In the excerpt on full employment below, why can't a government keep unemployment below the NAIRU forever, according to those who hold that view? Answer in one to three sentences.

--- EXCERPT ---
+ + + + + + +
Other economists view full unemployment as the unemployment rate at which inflation is stable. Advocacy of avoiding accelerating inflation is based on a theory centered on the concept of the Non-Accelerating Inflation Rate of Unemployment (NAIRU) and those who hold it usually mean NAIRU when speaking of full employment. The NAIRU has also been described by Milton Friedman, among others, as the "natural" rate of unemployment. Such views tend to emphasize sustainability, noting that a government cannot sustain unemployment rates below the NAIRU forever: inflation will continue to grow so long as unemployment lies below the NAIRU.

For the United States, economist William T. Dickens found that full-employment unemployment rate varied a lot over time but equaled about 5.5 percent of the civilian labor force during the 2000s. Recently, economists have emphasized the idea that full employment represents a "range" of possible unemployment rates. For example, in 1999, in the United States, the Organisation for Economic Co-operation and Development (OECD) gives an estimate of the "full-employment unemployment rate" of 4 to 6.4%. This is the estimated unemployment rate at full employment, plus or minus the standard error of the estimate.
+ + + + + + +
--- RECORDED DATA ---

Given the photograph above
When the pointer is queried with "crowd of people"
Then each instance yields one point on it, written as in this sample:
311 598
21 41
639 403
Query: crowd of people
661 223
+ + + + + + +
--- THE REPLY ---
Inflation keeps growing for as long as unemployment stays below the NAIRU. An unemployment rate under that level therefore can't be sustained indefinitely.